Stored items
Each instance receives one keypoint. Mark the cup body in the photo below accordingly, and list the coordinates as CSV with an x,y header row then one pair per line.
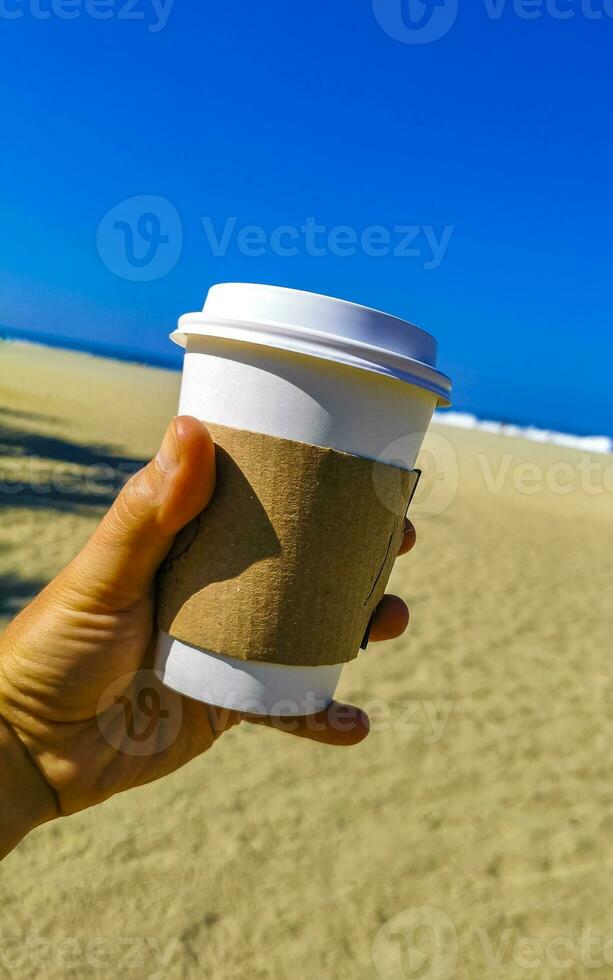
x,y
295,396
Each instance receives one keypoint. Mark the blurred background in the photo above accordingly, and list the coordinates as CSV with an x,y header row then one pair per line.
x,y
444,161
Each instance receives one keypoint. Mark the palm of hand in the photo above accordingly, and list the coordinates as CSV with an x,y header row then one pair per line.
x,y
76,684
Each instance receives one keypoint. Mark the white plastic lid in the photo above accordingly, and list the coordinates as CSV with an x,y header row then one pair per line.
x,y
319,326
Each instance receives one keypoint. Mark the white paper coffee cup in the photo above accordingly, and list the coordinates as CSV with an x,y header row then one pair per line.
x,y
313,369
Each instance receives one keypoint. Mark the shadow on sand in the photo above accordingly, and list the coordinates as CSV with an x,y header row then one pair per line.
x,y
48,472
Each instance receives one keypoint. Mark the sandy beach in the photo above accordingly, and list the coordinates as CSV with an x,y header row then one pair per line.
x,y
484,792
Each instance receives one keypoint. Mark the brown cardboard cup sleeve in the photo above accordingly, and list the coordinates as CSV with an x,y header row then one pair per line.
x,y
291,557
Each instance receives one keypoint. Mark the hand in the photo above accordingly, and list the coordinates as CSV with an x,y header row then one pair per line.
x,y
90,634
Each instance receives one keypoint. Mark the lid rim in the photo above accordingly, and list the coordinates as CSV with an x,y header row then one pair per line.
x,y
353,353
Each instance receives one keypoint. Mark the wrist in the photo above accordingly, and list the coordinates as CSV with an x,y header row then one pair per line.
x,y
26,799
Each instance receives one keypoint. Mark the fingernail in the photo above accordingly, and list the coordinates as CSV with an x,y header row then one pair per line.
x,y
168,456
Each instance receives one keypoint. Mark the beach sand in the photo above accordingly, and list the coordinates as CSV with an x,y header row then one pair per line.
x,y
484,792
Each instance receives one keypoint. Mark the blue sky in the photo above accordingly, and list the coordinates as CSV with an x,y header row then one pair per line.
x,y
491,148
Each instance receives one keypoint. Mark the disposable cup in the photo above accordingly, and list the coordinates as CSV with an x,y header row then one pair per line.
x,y
312,369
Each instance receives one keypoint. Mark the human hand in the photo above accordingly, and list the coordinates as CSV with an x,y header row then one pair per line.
x,y
72,662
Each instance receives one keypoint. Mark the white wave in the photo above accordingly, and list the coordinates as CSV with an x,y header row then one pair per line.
x,y
464,420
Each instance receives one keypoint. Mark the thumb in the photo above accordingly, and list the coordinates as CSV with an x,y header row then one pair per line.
x,y
118,564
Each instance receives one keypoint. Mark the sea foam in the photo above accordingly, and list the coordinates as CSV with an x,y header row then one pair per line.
x,y
464,420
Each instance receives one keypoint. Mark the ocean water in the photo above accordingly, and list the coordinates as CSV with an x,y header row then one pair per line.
x,y
596,443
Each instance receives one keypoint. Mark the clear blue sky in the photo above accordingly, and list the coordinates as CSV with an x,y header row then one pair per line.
x,y
274,112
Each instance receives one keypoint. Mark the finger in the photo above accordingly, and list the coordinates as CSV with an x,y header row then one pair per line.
x,y
391,618
341,725
122,557
409,537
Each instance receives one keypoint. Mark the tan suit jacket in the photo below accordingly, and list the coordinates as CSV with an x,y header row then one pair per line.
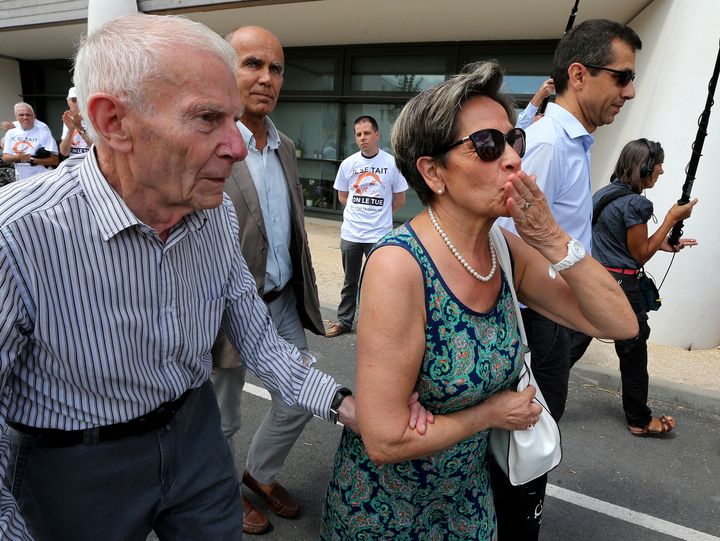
x,y
254,245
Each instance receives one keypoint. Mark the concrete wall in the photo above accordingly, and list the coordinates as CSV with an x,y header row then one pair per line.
x,y
680,45
10,88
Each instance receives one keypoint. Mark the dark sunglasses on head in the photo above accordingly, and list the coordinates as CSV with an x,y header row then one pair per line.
x,y
623,77
490,143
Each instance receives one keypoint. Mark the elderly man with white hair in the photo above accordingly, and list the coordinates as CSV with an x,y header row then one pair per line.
x,y
24,143
117,270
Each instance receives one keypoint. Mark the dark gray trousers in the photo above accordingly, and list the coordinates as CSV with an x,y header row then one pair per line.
x,y
352,258
178,481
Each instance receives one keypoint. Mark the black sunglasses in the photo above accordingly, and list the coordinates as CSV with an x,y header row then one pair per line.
x,y
624,77
490,143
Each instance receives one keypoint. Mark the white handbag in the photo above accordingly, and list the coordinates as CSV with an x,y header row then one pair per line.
x,y
524,455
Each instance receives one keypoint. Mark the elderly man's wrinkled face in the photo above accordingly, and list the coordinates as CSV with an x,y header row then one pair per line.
x,y
25,117
185,146
73,106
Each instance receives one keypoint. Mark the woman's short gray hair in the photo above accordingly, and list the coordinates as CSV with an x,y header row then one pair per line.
x,y
427,123
125,54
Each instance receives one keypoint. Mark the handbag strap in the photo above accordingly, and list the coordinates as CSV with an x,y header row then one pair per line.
x,y
619,191
503,255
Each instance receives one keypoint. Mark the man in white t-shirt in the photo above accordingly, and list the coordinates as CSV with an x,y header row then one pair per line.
x,y
371,188
75,139
22,144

The problem: Each of the entries above must be output exactly, with none of the pictures.

Task answer:
Each instance receives one keypoint. Mark the cup body in the photo below accordingly, and list the coordinates as CSV with an x,y header row then one pair per line.
x,y
295,396
Each instance receives one keypoint. Mark the blurred background in the photo above accordingly, and list the coordinates as CSV with an x,y header row then one pair per line.
x,y
444,161
Each instance receives one keypoint. Mark the palm of hand in the photo above accordingly, and list the coordinates as CSV with an x,y header row then one pair per line.
x,y
76,684
Each instance receives one keypoint. Mark the white plastic lid in the photo above accordingly, and list the coordinates as CSV with an x,y header row then one pair per line.
x,y
319,326
Each instance receives one keypoint. Mark the white paper coffee cup in the photo above accordingly, and list the coordinates as CSV with an x,y header row then one pair per line.
x,y
313,369
Each instance receives one keypoint. Mark the shadow on sand in the photo above accordingly, and list the coordinates as CSV with an x,y header row then one pair per line.
x,y
48,472
Each instance receives one keypoint. Mark the sandy beach in the photo above accordingly, and list the coordinates as CSV with an x,y header row then one pair per line.
x,y
484,792
Each instance receives one keypoint. Mark the brown cardboard cup sleeve in the photo above accordingly, and list the coordinates as CSV with an x,y header row then one pair per line.
x,y
291,557
Each instance receives one keypoint. Mark the hand in the photo above accordingly, and list the coordinates as CSV with an x,y header row then one pair per line.
x,y
90,634
Each instance receives one keypoint. Mark the lid rim in the photo above accordingly, and list the coordinates as CSV with an x,y header row then one pair per line.
x,y
353,353
Each instance receives one keypoint. Mark the wrist in the photo above accordingly, and list the coordinates as CSV with an x,y header row then one pair per line.
x,y
26,799
Each instance receives one keypoint. Mark the fingernail in the photo above accordingly, and list the coordinates as CSV with an x,y header row then one pair per line.
x,y
168,456
Each instance receives one keypoint. Mark the beach sand in the photo above accordingly, and list the coordinates as CSV with an x,y header row then one pair per line.
x,y
484,792
Each instance receives one keypoint. Mark the blue sky in the photo above accordingly, and list the coordinates as CSV with an x,y header row then one pair per line.
x,y
491,148
Each instance receives one keypoint. Mark the disposable cup in the photo above accordingly, and list the coordinates as CSV with an x,y header row then one pair per line.
x,y
312,369
Each instance receives one keypoint. Mark the human hand in the photo above accordingly, and list the coordinates as CSV with an x,y header row then one pair per line.
x,y
72,662
Each instance receives one keypoint. Mark the white wave in the photo above accordingly, and list the coordinates as CSV with an x,y header row then one pair per line.
x,y
464,420
Each instance receives one keypoint. Mark the thumb in the photo above accordingly, and list the coordinates as CSV with an x,y header row then one pair per line.
x,y
118,564
Each instance receives one keypoint. Mark the sea foam in the photo above accordingly, and list the coordinates as CSV with an x,y header row then one pair per line.
x,y
464,420
Each instance receives one keypoint. Mark the ocean water in the photo above accordingly, and list the coordinates as CSV with an x,y header row then one pair per line.
x,y
596,443
Each instance receives one keypoint. Mark the clear blue sky in the photo above accordingly, and list the coordinates as CSV with an x,y header row then one pair per line.
x,y
274,112
Each instance receives one keypoint. Mark the finger in the photo above accordingly, and list the coordinates as CSV with an x,y header row then one pair per line.
x,y
391,618
341,725
122,557
409,537
Each instance receives one keypoint. Mark the tan suit jacket in the photo below accordingly, and list the coordinates as CSV with an x,y header row then one pair per line.
x,y
254,245
Each instance receives one keypoint. Mark the concrete wall in the photo above accordingly, and list the coordinates as CSV with an x,y header row then one pair per line.
x,y
680,45
10,88
Each instance receives one keypoint. Mark the dark sunglasses on head in the photo above accordingly, and list the coordinates as CSV with an x,y header row then one pair per line.
x,y
623,77
490,143
Each instance receives one keypoint. Mark the elderly man with white hair in the photo above accordingly, and list the coordinates as CSV with an x,y header row then one pair per line.
x,y
24,143
117,270
Each instance receives one keypoint. Mark the dark gray trousers in the photo above accordingly, and list the coordinates as CSV with an x,y header row then one pair per line.
x,y
352,258
178,481
Each instance receives one keypoint. Mark the black sunglasses in the photo above accordingly, and list the coordinates as CSV with an x,y header row then one pair per line.
x,y
624,77
490,143
Each instance receives one keypoint. Mark the white handbag in the photo above accordingly, and list the coordinates as CSV with an x,y header row then one pair per line.
x,y
524,455
Each instance receives one keypoint. Mark the elderly man's wrinkled face in the photo above accordingly, and list the coordinates as CSV with an x,y header row then one pair per line.
x,y
25,117
185,146
73,106
Each instance receives one keypoint. Mark the woman's short gray hair in the photo above accordingly, and list the coordinates as CSV with an x,y header row then one pair per line.
x,y
427,123
125,54
Each instance receives one keypoint. Mark the handbag strap in the photo above accordingly, and list the coordinates as CSV with an x,y header row then one pair per line.
x,y
619,191
503,255
Each instance receives one keypoint. Mark the man in white t-shirt in the photo above accordingly, and list the coordinates as CSV with an x,y header row then one pair per line.
x,y
371,188
75,139
22,144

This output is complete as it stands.